**ACTIVITY**: Search the entries for lines that contain the word "lance", and report each one found.

▼

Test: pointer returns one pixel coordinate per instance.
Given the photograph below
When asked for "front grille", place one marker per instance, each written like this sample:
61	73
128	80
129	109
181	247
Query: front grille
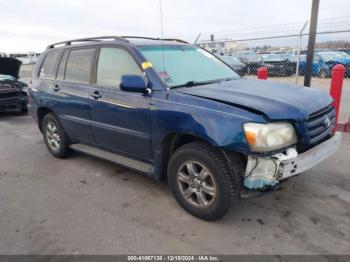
9	94
317	124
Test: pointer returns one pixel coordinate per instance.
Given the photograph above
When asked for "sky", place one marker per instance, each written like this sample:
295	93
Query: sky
31	25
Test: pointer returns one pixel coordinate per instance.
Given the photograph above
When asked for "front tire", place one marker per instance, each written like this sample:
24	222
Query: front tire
201	181
57	142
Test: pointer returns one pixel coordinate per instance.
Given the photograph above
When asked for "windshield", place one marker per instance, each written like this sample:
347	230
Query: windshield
184	64
6	77
328	56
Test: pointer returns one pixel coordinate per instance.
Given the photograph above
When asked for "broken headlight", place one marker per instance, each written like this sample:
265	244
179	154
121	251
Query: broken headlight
269	137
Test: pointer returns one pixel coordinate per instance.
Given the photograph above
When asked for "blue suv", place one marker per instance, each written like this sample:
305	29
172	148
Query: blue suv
172	110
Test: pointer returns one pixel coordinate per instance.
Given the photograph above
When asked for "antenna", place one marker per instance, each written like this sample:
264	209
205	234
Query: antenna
162	33
197	38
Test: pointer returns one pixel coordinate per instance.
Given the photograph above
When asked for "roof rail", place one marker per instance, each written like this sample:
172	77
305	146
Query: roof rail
100	38
89	39
154	38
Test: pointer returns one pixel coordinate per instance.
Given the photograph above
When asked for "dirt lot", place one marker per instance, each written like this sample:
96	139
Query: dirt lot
84	205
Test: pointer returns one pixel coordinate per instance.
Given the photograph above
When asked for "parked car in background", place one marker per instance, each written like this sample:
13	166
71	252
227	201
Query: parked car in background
188	118
278	64
252	60
234	63
13	93
324	62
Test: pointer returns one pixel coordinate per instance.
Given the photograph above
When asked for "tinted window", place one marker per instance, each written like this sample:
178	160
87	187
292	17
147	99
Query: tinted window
79	64
47	69
113	63
62	66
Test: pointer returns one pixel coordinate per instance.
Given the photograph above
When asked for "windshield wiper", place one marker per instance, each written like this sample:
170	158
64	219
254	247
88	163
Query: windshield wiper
196	83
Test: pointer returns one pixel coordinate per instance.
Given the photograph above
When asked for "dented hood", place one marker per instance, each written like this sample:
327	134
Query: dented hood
10	66
277	101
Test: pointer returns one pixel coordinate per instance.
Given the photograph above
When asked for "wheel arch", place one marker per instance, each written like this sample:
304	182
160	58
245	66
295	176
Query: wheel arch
171	142
41	112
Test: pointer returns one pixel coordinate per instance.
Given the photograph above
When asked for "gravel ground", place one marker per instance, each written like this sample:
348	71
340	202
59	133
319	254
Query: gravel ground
84	205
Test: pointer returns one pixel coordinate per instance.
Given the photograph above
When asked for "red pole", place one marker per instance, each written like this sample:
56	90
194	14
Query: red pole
338	72
262	73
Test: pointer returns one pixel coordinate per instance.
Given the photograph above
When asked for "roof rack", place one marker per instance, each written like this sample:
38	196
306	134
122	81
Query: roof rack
154	38
89	39
100	38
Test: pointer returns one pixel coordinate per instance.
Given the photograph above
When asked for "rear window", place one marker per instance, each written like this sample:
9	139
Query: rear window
47	69
79	65
62	65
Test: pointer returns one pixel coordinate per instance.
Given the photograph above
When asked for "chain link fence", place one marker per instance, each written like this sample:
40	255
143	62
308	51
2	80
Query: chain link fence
284	55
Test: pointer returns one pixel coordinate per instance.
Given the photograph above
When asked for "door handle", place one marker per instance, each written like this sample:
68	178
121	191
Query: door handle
96	95
56	88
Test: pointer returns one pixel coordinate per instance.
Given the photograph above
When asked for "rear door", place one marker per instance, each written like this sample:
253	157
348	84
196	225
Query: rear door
72	87
120	120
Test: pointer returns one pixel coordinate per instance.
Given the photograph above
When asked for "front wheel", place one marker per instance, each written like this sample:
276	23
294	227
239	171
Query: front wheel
201	181
55	139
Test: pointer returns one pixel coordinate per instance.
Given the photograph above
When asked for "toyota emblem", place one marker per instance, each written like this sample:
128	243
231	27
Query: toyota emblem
327	122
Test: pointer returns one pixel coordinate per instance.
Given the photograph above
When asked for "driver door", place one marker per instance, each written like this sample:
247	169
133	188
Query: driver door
120	120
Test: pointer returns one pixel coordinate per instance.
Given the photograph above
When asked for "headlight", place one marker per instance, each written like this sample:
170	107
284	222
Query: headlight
269	137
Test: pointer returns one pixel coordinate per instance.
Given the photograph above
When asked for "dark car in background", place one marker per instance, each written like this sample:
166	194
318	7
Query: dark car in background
13	93
324	62
252	60
279	64
234	63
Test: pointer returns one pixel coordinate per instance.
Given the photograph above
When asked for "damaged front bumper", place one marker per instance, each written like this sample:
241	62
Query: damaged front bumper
262	172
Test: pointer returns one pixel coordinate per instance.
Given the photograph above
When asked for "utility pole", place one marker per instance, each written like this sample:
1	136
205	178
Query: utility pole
311	43
298	54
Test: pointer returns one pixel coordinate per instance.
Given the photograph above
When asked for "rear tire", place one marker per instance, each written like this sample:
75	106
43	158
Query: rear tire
201	181
57	142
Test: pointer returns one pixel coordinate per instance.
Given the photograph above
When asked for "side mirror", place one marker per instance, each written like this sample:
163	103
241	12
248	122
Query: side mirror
134	83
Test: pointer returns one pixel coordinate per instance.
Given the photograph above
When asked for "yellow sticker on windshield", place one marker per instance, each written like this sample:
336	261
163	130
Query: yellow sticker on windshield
146	65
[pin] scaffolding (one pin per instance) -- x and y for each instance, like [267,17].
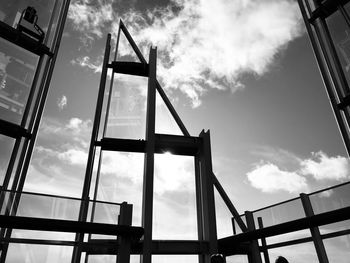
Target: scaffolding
[20,121]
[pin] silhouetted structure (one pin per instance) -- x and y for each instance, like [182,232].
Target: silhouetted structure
[27,59]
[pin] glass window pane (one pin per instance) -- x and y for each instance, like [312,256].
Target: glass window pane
[17,69]
[39,253]
[127,112]
[5,154]
[174,210]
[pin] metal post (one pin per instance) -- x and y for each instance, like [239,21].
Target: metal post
[254,255]
[207,195]
[199,205]
[148,174]
[124,242]
[318,49]
[76,256]
[315,232]
[263,242]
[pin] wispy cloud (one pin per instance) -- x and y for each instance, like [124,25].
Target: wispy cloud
[199,51]
[62,102]
[322,167]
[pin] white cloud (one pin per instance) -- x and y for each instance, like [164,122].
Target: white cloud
[322,167]
[62,102]
[270,179]
[199,51]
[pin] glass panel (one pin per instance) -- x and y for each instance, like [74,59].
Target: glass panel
[174,258]
[174,212]
[5,154]
[165,123]
[102,259]
[47,207]
[11,10]
[331,199]
[42,235]
[282,213]
[288,237]
[340,36]
[298,253]
[17,69]
[338,249]
[127,113]
[38,253]
[237,259]
[121,180]
[339,226]
[223,217]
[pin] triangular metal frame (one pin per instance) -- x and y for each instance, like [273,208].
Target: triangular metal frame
[198,147]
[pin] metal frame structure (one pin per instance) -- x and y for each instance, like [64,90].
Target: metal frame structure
[315,14]
[198,147]
[25,133]
[139,240]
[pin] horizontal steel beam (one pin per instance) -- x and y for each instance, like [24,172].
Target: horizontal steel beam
[175,144]
[58,225]
[226,245]
[327,8]
[16,37]
[130,68]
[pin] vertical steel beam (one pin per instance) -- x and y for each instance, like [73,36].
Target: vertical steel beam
[263,242]
[84,205]
[207,195]
[322,62]
[124,242]
[315,232]
[229,204]
[254,255]
[199,205]
[148,174]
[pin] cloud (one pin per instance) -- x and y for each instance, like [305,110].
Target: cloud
[294,176]
[199,51]
[62,102]
[322,167]
[270,179]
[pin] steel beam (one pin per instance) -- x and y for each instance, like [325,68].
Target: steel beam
[315,232]
[148,174]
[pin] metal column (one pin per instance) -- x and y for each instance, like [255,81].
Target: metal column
[148,175]
[315,232]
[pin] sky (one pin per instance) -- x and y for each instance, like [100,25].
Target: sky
[243,69]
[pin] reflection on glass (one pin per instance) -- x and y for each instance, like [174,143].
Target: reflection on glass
[121,180]
[127,113]
[17,69]
[39,253]
[5,154]
[174,258]
[340,36]
[48,207]
[174,210]
[237,259]
[331,199]
[338,249]
[289,236]
[11,10]
[278,214]
[223,217]
[106,213]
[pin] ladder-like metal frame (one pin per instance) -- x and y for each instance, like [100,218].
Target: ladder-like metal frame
[26,132]
[198,147]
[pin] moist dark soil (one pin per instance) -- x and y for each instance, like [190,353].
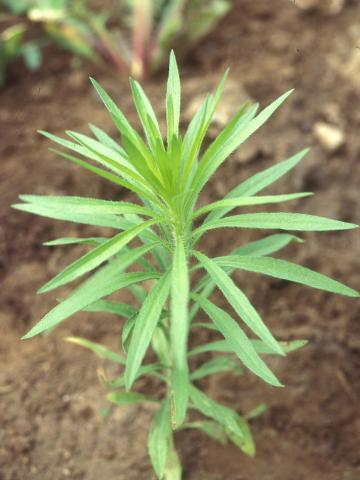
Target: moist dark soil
[53,422]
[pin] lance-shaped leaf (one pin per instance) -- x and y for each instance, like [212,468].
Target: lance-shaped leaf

▲

**TASK ANSWER**:
[pin] lance-shaped leaf (one pin per instance) -- x and y for each instance, like [212,468].
Target: lance-shaped leaf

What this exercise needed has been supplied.